## PASSAGE PROVIDED
By Korea Herald
Asia News Network
The ultra-fine dust level of the Seodaemun district in western Seoul stood at 153 migrograms per cubic meter (㎍/㎥) as of 8 a.m., far eclipsing 76 ㎍/㎥, a level considered "very bad," according to Yonhap.
Most of the other areas in central regions recorded high levels of the dust particles, known as a class-one carcinogen, including Wonju, a city in the northwestern Gangwon Province with 171 ㎍/㎥ of ultra-fine dust and Cheongju in the central North Chungcheong Province with 162 ㎍/㎥, according to the weather agency.
Seoul logged a record high level of ultrafine dust Monday, with the daily average level surging to 118 ㎍/㎥, the highest figure since the government began tracking related data in 2015.
Local governments in 10 major metropolitan cities and provinces Tuesday maintained emergency measures to bring the dust levels down, limiting the vehicles on the road and output at key public emissions facilities.
Citizens remain stifled by the bad air, wearing masks and walking briskly on streets during rush hour.
"The air is so murky and my throat hurts that I even feel depressed," a citizen said. "It's as if there is a really thick fog."
"We only had about half the number of customers (yesterday). People don't want to go far for lunch, and everyone's going home right after work," a restaurant owner complained.
The weather authorities predicted the dust levels to stay high across the nation for most of the day.
On Monday, Seoul’s daily average level of fine dust, or PM2.5, stood at 155 micrograms per cubic meter as of 5 p.m. on Monday, according to Air Korea. The average ultrafine dust level reached 120 micrograms in the nation’s capital, nearly five times the World Health Organization’s recommended daily average of 25 micrograms.
The ultrafine dust level was measured at 116 micrograms per cubic meter for Gyeonggi Province, followed by 111 for North Chungcheong Province, 102 for South Chungcheong Province and 100 for Incheon on Monday afternoon.
The emergency measures will remain in place on Tuesday as well in Seoul and nearby areas, according to Seoul Metropolitan Government.
Emergency measures aimed at tackling the toxic particles went into effect on Monday in 10 cities and provinces, including Seoul, Busan, Daejeon, Sejong, Gwangju and North and South Chungcheong provinces.

## TASK REQUIREMENTS
**1)** Reproduce the portion of the article on fine dust in Korea starting with "Seoul logged a" and going on through "public emissions facilities.".
**2)** Render this sentence from the article on fine dust in Korea into Spanish: "Citizens remain stifled by the bad air, wearing masks and walking briskly on streets during rush hour."
**3)** Write the next part of the article on fine dust in Korea, picking up after its final sentence.

(Collection entries)
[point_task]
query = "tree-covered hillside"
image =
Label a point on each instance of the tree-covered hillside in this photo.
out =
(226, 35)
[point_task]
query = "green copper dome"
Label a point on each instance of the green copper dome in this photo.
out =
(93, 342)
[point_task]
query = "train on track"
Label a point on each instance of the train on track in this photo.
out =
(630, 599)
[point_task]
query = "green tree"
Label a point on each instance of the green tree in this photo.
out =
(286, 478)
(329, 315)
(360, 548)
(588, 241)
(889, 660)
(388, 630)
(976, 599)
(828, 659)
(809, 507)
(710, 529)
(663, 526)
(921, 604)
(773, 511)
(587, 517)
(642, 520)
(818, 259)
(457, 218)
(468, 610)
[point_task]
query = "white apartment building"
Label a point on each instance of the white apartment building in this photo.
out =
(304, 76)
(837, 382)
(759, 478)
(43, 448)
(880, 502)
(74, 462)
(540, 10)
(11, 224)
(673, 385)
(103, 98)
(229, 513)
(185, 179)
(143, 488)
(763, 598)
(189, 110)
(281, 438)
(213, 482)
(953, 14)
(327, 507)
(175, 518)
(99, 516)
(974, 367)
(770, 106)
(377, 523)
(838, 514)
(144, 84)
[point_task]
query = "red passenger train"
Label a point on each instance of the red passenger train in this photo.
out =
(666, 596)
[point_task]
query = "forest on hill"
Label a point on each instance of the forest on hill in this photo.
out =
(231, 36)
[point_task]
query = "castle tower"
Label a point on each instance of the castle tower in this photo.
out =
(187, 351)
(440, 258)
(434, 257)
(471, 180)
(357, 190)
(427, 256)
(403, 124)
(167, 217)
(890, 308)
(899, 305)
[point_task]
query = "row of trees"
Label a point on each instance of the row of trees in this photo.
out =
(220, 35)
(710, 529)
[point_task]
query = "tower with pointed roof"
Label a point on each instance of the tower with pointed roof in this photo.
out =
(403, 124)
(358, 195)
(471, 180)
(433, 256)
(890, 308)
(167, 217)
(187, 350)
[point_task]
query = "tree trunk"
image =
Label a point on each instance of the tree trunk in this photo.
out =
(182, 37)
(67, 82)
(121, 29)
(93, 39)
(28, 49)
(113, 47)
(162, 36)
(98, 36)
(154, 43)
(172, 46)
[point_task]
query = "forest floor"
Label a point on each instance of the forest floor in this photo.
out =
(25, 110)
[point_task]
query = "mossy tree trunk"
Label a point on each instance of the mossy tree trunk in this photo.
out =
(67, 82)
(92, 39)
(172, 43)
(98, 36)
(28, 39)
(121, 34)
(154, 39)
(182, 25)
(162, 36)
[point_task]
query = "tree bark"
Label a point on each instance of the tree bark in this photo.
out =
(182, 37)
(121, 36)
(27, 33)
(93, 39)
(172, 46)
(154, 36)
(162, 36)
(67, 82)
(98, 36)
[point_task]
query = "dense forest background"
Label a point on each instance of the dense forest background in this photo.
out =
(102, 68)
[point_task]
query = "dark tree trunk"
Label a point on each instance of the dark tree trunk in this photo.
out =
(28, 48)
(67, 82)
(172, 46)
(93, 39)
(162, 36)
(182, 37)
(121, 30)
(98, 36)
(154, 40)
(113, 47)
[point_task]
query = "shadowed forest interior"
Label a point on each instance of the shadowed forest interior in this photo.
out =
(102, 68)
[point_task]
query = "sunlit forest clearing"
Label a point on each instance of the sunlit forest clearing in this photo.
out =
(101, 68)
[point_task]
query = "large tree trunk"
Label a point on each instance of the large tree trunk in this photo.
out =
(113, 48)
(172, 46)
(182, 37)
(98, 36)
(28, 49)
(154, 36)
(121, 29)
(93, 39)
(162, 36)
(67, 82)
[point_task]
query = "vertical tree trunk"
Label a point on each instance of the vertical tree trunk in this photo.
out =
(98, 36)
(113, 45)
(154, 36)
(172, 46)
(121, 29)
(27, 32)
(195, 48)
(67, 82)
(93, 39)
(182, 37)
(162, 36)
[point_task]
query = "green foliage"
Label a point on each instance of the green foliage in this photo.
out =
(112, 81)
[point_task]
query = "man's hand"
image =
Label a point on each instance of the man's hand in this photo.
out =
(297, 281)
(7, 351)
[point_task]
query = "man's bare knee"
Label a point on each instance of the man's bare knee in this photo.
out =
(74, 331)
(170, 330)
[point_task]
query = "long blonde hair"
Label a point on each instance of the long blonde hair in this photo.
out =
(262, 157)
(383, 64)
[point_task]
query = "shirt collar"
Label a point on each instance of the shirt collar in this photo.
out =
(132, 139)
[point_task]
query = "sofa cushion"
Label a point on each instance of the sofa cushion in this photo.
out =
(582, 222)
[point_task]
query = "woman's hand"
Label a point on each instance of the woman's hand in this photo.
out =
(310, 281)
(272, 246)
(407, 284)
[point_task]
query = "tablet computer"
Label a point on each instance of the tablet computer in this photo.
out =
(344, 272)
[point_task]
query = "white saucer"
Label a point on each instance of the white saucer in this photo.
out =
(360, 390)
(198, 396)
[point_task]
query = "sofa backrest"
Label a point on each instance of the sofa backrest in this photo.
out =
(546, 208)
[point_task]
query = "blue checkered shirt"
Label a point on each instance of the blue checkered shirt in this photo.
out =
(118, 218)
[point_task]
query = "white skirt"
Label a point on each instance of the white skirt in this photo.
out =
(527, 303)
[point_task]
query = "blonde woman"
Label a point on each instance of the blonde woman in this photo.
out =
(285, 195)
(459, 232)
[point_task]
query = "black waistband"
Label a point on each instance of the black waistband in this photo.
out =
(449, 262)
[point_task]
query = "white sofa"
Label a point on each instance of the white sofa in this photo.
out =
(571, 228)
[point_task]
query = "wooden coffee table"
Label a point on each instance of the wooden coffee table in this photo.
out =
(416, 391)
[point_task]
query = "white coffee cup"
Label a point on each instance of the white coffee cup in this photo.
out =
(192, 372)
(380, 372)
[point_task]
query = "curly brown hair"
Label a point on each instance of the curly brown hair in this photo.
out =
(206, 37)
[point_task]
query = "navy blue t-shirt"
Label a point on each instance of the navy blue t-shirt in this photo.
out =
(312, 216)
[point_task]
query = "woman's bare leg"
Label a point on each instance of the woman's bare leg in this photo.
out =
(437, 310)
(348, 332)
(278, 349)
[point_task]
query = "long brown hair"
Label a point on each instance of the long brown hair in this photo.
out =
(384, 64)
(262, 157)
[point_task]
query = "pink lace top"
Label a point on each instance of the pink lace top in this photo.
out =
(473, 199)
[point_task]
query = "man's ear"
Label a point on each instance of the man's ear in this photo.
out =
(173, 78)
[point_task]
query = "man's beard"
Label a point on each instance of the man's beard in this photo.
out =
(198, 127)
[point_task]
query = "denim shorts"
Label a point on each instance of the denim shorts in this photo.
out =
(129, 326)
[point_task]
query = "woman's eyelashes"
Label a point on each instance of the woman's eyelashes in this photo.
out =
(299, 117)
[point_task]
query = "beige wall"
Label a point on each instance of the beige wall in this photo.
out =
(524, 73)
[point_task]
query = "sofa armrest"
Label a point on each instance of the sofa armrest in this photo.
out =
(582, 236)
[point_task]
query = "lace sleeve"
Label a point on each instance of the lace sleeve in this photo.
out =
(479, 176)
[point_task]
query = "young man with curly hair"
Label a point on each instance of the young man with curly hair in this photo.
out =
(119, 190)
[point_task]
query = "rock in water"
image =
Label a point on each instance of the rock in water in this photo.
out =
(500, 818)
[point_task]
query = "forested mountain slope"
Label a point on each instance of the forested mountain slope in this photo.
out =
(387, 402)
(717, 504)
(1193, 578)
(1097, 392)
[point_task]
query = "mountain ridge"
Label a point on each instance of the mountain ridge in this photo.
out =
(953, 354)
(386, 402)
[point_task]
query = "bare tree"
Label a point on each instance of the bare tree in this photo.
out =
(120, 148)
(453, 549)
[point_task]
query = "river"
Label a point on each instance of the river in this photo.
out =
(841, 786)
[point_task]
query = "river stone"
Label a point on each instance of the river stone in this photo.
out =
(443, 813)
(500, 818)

## PER-TASK ANSWERS
**1)**
Seoul logged a record high level of ultrafine dust Monday, with the daily average level surging to 118 ㎍/㎥, the highest figure since the government began tracking related data in 2015.
Local governments in 10 major metropolitan cities and provinces Tuesday maintained emergency measures to bring the dust levels down, limiting the vehicles on the road and output at key public emissions facilities.

**2)** Los ciudadanos siguen sofocados por el mal aire, usando mascarillas y caminando a paso rápido por las calles durante la hora punta.

**3)**
When emergency measures go into effect, thermal power plants in the areas must reduce their output to 80 percent of normal operations. Old diesel vehicles 2.5 tons or larger were banned from driving in the city. Some 430 parking lots at state-run organizations were also shut down. Some 100 public emissions facilities were required to keep operational hours shorter. Half of public officials’ vehicles were prohibited from roads.
The Seoul city government also closed its open-air ice skating rink in front of City Hall.
The government on Sunday and Monday sent out emergency alert text messages to warn about the high dust levels and to ask pedestrians to wear masks and refrain from outdoor activities.
It marked the third time, following instances in January and March last year, for the emergency measures to come into force for two consecutive days.
Most parts of South Korea began to experience unhealthy fine dust particles since Friday. Over the weekend, the fine dust level hovered around 89 to 107 micrograms, and the ultrafine dust level remained between 63 and 73 in central Seoul, forcing people indoors.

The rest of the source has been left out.